**Excerpted data:**
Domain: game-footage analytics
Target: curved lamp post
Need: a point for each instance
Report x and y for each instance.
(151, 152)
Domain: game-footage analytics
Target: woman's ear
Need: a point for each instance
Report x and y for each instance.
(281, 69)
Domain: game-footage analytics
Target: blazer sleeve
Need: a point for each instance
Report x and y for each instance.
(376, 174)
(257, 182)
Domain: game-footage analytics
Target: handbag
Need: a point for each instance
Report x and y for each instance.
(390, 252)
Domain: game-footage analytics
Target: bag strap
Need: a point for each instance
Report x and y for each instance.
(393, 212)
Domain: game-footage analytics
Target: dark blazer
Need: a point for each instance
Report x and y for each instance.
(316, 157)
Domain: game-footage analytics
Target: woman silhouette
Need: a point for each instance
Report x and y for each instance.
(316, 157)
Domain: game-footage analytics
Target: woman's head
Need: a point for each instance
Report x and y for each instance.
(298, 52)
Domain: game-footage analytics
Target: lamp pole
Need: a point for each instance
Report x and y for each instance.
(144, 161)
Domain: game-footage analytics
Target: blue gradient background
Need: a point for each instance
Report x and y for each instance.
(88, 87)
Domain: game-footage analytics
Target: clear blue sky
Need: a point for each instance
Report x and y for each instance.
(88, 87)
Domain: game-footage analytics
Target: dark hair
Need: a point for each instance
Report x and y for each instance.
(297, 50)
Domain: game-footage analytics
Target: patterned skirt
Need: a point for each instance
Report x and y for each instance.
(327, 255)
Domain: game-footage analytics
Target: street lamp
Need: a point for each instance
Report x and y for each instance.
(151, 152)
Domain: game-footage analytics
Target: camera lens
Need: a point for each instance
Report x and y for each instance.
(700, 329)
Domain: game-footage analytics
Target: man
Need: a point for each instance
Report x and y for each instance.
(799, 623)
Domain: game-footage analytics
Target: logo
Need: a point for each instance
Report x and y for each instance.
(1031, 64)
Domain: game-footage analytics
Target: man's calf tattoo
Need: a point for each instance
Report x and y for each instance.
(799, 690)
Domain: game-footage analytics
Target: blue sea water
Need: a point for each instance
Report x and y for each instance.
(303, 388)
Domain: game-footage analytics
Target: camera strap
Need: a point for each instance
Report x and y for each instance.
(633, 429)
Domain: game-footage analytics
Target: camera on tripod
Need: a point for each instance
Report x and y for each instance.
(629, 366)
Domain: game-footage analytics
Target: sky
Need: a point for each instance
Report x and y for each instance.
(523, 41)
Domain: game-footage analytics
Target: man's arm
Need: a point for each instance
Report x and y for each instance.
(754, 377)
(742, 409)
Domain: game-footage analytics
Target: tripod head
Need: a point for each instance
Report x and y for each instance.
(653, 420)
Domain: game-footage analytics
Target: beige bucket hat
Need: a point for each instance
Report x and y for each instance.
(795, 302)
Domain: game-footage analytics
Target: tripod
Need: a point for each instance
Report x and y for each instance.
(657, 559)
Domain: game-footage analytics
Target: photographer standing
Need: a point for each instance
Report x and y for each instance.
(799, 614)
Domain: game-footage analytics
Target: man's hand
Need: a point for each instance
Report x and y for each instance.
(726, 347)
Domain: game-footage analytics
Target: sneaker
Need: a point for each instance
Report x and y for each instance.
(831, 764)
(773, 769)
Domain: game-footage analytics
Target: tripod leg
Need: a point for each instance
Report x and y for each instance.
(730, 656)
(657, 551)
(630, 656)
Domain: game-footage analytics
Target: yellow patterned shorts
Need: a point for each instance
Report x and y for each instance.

**Stated exercise:** Transcribe each entry exactly.

**Written answer:**
Domain: game-footage analytics
Target: curved lamp post
Need: a point for each instance
Report x and y for each instance.
(151, 152)
Domain: game-footage analytics
Target: woman's ear
Need: a point for each instance
Report x and y for each instance.
(281, 69)
Domain: game-footage analytics
Target: blazer sleeve
Need: a point for each instance
Report x and y for each instance.
(376, 174)
(257, 182)
Domain: game-footage analytics
Target: handbag
Need: a point for each instance
Report x and y for each instance.
(390, 252)
Domain: game-footage analytics
Target: bag strap
Need: a point for each instance
Report x and y for each instance.
(393, 212)
Domain: game-footage analytics
Target: dark blazer
Need: a point for each instance
Report x and y for each instance.
(316, 157)
Domain: game-footage analytics
Target: woman silhouette
Need: a point for each instance
Report x and y for each instance.
(316, 157)
Domain: game-footage analytics
Target: woman's head
Need: a point for each instance
Report x and y for each instance.
(298, 52)
Domain: game-footage analytics
Target: lamp pole
Need: a point for each instance
Report x and y for each instance.
(144, 161)
Domain: game-footage analytics
Target: blue gradient background
Need: a point for each instance
Report x and y for each instance.
(88, 87)
Domain: game-footage analytics
Target: clear blue sky
Need: a point for each instance
Report x and y for each instance.
(88, 87)
Domain: game-footage analytics
Target: dark hair
Need: a point for each instance
Report x and y for each instance.
(297, 50)
Domain: game-footage analytics
Target: patterned skirt
Need: a point for each instance
Report x and y for each instance.
(327, 255)
Domain: game-footage analytics
Target: street lamp
Need: a point for each instance
Report x and y for each instance.
(151, 152)
Domain: game-footage analytics
Target: camera lens
Need: a point for each instance
Report x and y for each instance.
(700, 329)
Domain: game-footage analytics
Target: man
Need: a point for each instance
Report x and y for each instance.
(799, 623)
Domain: game-footage analytics
Target: logo
Need: a point for each instance
Report x and y for each instance.
(1031, 64)
Domain: game-footage analytics
Target: man's calf tattoo
Need: a point for each instance
Report x and y for each instance.
(799, 690)
Domain: game-footage analytics
Target: blue sea water
Need: a point for each instance
Report x and y for each instance.
(303, 388)
Domain: game-footage analytics
Target: camera strap
Need: a point for each instance
Report x and y for each instance.
(633, 429)
Domain: game-footage analytics
Target: camera on tripod
Need: a point for each instance
Report x and y for each instance.
(629, 366)
Domain: game-footage analytics
Target: sky
Need: a point for each instance
Report x and y for each instance.
(523, 41)
Domain: game-footage analytics
Target: man's arm
Need: a point for each instance
Report x and y for each instance.
(754, 377)
(742, 409)
Domain: game-footage analytics
Target: tripod head
Need: a point for each instance
Report x and y for each instance.
(653, 420)
Domain: game-footage analytics
Target: beige bucket hat
Need: a point for each instance
Report x and y for each instance.
(795, 302)
Domain: game-footage analytics
Target: tripod
Need: a point for each instance
Report x and y for each instance.
(657, 559)
Domain: game-footage analytics
Target: photographer standing
Need: a point for each instance
Report x and y for each instance.
(799, 614)
Domain: game-footage analytics
Target: man's hand
Need: a point for each instance
Report x and y for each instance.
(726, 347)
Domain: game-footage analytics
Target: sneaker
Need: a point for each instance
Report x and y for each instance.
(831, 764)
(773, 769)
Domain: game-footage analytics
Target: tripod leg
Need: a point for each instance
Report x and y for each instance.
(730, 656)
(657, 551)
(630, 656)
Domain: game-footage analytics
Target: yellow patterned shorts
Need: a point for each instance
Report x and y for each instance.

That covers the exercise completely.